> [PROBLEM] Please rewrite the rows from the start through the line containing "M288 603L334 600L377", inclusive, substituting "brass drawer pull" for every "copper drawer pull" and leaving everything else unchanged. Leave out the pictures.

> [RECORD EXCERPTS]
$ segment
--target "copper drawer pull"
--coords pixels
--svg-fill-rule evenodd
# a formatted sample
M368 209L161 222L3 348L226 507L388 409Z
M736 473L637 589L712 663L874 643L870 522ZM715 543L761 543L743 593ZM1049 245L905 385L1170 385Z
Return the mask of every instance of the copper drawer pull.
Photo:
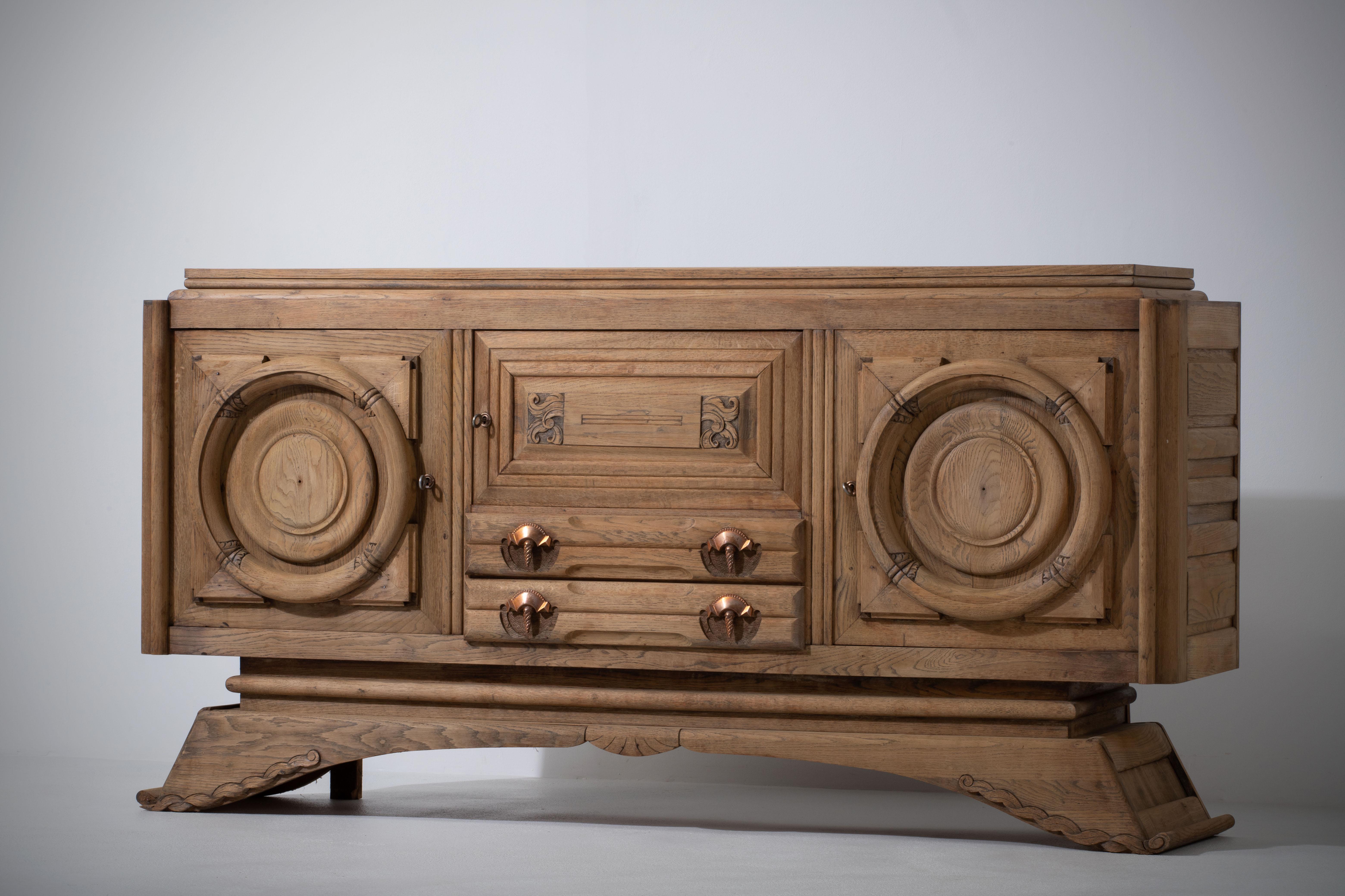
M537 591L519 591L500 607L500 623L506 631L533 638L541 627L542 618L550 617L554 611L555 607Z
M555 563L560 545L539 525L525 523L500 541L504 564L519 572L541 572Z
M710 604L706 613L710 618L724 622L724 635L725 641L729 643L738 642L738 621L752 619L757 615L757 611L752 609L751 603L734 594L728 594L720 598Z
M701 545L701 562L712 575L751 575L761 559L759 545L741 529L720 529Z

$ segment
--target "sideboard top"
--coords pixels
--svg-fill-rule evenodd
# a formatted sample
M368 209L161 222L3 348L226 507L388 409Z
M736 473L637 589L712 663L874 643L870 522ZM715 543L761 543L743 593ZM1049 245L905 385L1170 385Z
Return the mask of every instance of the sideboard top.
M1190 267L999 265L982 267L188 267L187 289L488 287L952 287L1146 286L1193 289Z

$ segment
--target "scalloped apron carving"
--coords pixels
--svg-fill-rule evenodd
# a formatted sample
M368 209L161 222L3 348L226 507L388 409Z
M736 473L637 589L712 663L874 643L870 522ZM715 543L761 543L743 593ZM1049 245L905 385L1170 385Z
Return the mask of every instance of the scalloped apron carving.
M288 603L334 600L377 578L416 504L416 461L395 410L323 357L266 361L221 390L196 429L191 469L221 568Z

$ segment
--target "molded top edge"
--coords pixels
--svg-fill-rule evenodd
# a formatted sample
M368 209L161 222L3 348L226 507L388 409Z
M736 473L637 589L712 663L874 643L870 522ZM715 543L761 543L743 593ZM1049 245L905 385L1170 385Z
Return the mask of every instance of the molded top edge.
M1151 265L998 265L979 267L348 267L221 269L188 267L202 281L601 281L601 279L915 279L947 277L1145 277L1189 279L1190 267Z

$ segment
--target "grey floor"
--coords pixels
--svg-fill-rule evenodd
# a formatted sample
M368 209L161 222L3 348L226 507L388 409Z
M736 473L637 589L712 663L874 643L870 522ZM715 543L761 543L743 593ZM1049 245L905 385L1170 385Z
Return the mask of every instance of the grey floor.
M1227 834L1166 856L1072 848L955 794L741 785L444 780L370 763L203 814L148 813L165 766L15 759L0 892L1345 893L1345 811L1212 805Z

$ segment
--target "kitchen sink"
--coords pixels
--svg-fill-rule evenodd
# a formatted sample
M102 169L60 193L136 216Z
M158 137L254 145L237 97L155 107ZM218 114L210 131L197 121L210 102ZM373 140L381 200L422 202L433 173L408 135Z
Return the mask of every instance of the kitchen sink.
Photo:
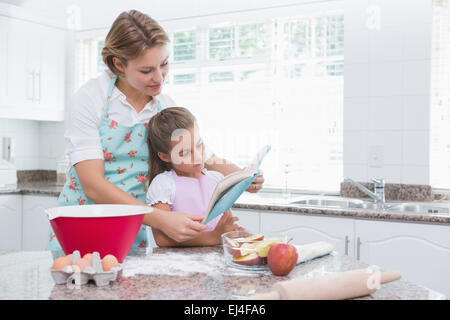
M357 208L362 206L365 201L343 197L323 197L309 196L300 200L291 202L293 205L326 207L326 208Z
M373 201L332 196L305 196L290 202L290 205L337 209L383 210L389 212L450 214L450 203L387 202L384 207L380 207L380 205Z
M388 208L389 211L450 214L450 203L403 202Z

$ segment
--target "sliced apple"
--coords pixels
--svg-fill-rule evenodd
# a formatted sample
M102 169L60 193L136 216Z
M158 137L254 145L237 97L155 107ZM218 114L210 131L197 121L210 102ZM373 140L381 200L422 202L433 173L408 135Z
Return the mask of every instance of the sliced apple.
M229 254L233 257L239 257L241 255L241 251L239 250L240 243L236 240L225 238L225 247Z
M273 246L275 243L282 242L279 238L267 238L266 240L263 240L258 243L258 245L255 247L256 254L260 258L265 258L269 254L269 249L271 246Z
M261 258L255 252L242 257L233 258L233 262L245 266L255 266L261 263Z
M241 240L241 242L254 242L264 240L264 235L262 233L252 234Z

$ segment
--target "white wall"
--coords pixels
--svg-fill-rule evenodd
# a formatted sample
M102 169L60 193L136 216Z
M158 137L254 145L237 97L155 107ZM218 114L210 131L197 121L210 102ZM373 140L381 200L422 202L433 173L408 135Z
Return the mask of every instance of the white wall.
M345 177L429 184L431 22L432 0L345 0Z
M0 137L15 139L17 170L56 170L56 160L64 156L63 122L0 119Z

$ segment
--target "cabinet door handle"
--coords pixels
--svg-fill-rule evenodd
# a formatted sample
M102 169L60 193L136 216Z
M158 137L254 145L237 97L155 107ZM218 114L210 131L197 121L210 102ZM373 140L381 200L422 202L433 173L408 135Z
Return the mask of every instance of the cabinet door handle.
M36 77L38 78L36 81L36 90L35 90L35 98L37 103L41 103L41 71L36 72Z
M27 100L33 101L34 71L28 72Z
M348 256L348 236L345 236L345 255Z
M358 237L356 241L356 260L359 260L361 254L361 239Z

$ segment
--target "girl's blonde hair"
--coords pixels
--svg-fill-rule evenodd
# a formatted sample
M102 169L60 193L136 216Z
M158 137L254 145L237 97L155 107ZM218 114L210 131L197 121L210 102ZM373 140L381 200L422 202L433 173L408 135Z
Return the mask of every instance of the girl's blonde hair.
M169 42L164 29L148 15L137 10L122 12L113 22L105 39L102 58L105 65L116 75L122 75L114 66L117 57L126 66L145 50Z
M172 133L176 129L188 130L194 126L195 122L194 115L183 107L166 108L150 119L147 126L147 144L150 156L149 183L158 174L172 169L170 163L161 160L158 156L158 152L170 154Z

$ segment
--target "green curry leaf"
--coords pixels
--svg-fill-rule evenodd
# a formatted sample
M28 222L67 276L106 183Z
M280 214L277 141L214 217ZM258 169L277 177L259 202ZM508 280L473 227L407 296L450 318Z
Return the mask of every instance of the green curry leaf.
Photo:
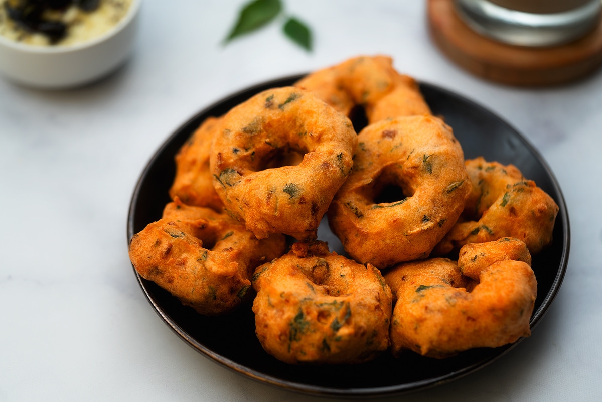
M311 31L305 23L294 17L291 17L282 29L289 39L307 51L311 51Z
M282 8L280 0L253 0L247 3L240 10L225 43L267 25L280 14Z

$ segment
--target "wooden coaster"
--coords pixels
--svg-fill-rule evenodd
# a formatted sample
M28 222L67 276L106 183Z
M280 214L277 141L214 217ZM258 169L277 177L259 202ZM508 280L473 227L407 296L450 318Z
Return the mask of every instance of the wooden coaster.
M480 36L456 14L453 0L429 0L430 34L449 58L471 73L503 84L562 84L594 72L602 64L602 19L593 31L552 48L505 45Z

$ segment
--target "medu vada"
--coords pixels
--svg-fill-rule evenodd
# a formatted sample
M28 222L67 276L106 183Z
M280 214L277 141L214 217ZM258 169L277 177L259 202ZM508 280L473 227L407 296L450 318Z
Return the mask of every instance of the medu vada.
M224 116L210 158L214 185L227 212L258 238L313 240L356 144L349 119L311 92L268 90ZM299 164L269 167L291 150L303 155Z
M385 274L395 303L393 354L444 358L530 335L537 281L528 254L522 241L504 238L465 246L458 262L433 258L393 267Z
M466 161L473 190L456 224L438 244L433 256L444 256L469 243L514 237L532 255L552 242L558 205L514 165Z
M244 226L210 208L176 197L161 219L134 235L136 271L197 312L229 312L245 299L258 265L284 253L284 237L258 240Z
M326 243L297 243L255 271L255 331L288 363L358 363L389 347L391 292L380 272Z
M364 107L368 123L430 114L415 81L398 73L386 56L359 56L308 74L295 84L346 116Z
M353 259L380 270L426 258L471 188L452 129L434 116L409 116L370 125L358 139L353 173L328 211L333 233ZM391 188L398 197L379 199Z
M169 196L187 205L207 206L221 212L223 203L213 187L209 169L211 145L219 132L220 119L205 119L176 155L176 176Z

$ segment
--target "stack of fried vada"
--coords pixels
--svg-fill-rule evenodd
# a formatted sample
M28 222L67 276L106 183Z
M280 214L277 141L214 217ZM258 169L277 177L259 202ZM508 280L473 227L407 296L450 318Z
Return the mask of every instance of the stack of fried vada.
M283 362L444 358L530 334L531 256L551 243L557 205L514 165L465 161L389 57L208 119L176 164L173 201L130 242L134 267L199 314L251 308ZM349 258L317 238L323 216Z

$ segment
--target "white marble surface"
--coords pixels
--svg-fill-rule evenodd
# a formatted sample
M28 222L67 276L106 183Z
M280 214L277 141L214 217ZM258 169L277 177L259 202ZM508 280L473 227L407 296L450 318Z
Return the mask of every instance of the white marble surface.
M161 321L128 258L143 168L167 135L223 96L361 54L495 111L539 150L568 206L568 270L532 336L479 372L406 401L602 400L602 73L559 87L483 81L429 39L425 4L286 2L308 54L279 24L220 42L241 0L146 0L131 59L108 78L46 92L0 80L0 401L306 401L196 353Z

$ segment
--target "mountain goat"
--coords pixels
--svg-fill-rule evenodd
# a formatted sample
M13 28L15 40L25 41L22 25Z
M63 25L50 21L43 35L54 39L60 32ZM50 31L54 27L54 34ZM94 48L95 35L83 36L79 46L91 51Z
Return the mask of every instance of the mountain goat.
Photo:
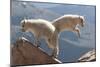
M79 15L64 15L55 19L52 22L52 24L56 27L56 31L58 33L68 30L78 33L79 37L80 29L78 28L78 26L80 25L81 27L84 27L85 25L84 17Z
M57 56L59 51L57 36L55 34L55 27L51 22L43 19L24 19L21 21L21 28L23 32L33 33L37 46L39 45L39 39L44 38L48 47L53 50L52 56Z

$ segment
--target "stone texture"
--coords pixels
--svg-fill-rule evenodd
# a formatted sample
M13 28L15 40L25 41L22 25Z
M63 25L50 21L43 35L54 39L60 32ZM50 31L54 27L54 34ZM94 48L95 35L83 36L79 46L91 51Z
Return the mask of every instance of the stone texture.
M11 65L58 63L61 63L58 59L52 58L25 38L20 38L11 45Z
M85 62L85 61L96 61L96 51L95 49L87 52L86 54L84 54L83 56L81 56L78 59L79 62Z

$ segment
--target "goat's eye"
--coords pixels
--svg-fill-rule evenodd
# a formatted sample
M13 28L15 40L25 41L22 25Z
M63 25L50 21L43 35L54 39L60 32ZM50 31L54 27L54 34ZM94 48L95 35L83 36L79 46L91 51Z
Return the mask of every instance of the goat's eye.
M24 24L22 25L22 27L24 27Z

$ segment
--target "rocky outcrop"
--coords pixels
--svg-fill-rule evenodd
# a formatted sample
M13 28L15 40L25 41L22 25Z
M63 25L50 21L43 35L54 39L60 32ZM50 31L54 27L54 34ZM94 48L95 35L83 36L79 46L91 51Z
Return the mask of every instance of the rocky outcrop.
M96 61L96 51L95 49L87 52L83 56L78 59L78 62L85 62L85 61Z
M11 65L56 64L61 63L52 58L39 47L25 38L20 38L11 45Z

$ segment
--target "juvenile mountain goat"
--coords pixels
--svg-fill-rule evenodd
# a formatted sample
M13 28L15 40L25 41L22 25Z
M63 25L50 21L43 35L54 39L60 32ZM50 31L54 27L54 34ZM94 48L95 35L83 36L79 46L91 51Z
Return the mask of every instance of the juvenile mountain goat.
M48 47L53 50L52 56L57 56L57 36L55 35L55 27L51 24L51 22L43 19L24 19L21 21L21 27L23 32L33 33L37 45L39 39L44 38Z
M58 33L68 30L78 33L78 36L80 37L80 29L78 26L84 27L85 19L83 16L79 15L64 15L52 22Z

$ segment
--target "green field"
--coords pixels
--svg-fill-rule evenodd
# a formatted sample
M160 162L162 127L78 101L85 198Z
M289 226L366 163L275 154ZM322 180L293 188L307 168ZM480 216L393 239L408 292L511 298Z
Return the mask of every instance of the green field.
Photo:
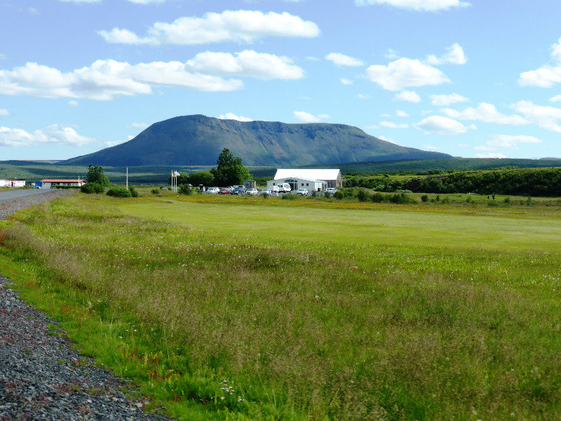
M19 213L0 225L0 274L153 406L561 418L558 202L148 196Z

> [WRITTEN RESPONSE]
$ segment
--target "brass drawer pull"
--coords pixels
--svg-fill-rule evenodd
# a formatted sample
M368 209L161 222L3 348L226 507L388 409Z
M736 473L637 589L712 663L874 643L870 522ZM715 543L761 543L743 593ZM1049 245L905 385L1170 385Z
Return the mask of every instance of the brass drawer pull.
Photo:
M537 591L519 591L500 607L500 623L506 631L533 638L541 627L542 618L550 617L554 611L555 607Z
M555 563L560 545L539 525L525 523L500 541L504 564L519 572L541 572Z
M710 604L706 613L710 618L724 622L724 635L725 641L729 643L738 642L738 621L752 619L757 615L757 611L752 609L751 603L734 594L728 594L720 598Z
M701 545L701 562L712 575L751 575L761 559L759 545L741 529L720 529Z

$ segment
--target "sideboard top"
--coords pixels
--svg-fill-rule evenodd
# a formatted sample
M368 209L161 222L3 348L226 507L388 409Z
M736 473L637 589L712 663L874 643L870 522ZM715 543L761 543L743 593ZM1049 245L905 385L1170 385Z
Return the mask of every instance of the sideboard top.
M1190 267L999 265L982 267L188 267L187 289L488 287L952 287L1146 286L1193 289Z

$ segment
--target "scalloped apron carving"
--coords pixels
--svg-fill-rule evenodd
# a formatted sample
M368 209L161 222L3 348L226 507L388 409Z
M736 473L637 589L712 663L874 643L870 522ZM715 543L761 543L743 593ZM1049 245L905 385L1170 385Z
Return the mask of every instance of the scalloped apron carving.
M288 603L334 600L377 578L416 504L416 461L395 410L323 357L266 361L221 390L196 429L191 469L221 568Z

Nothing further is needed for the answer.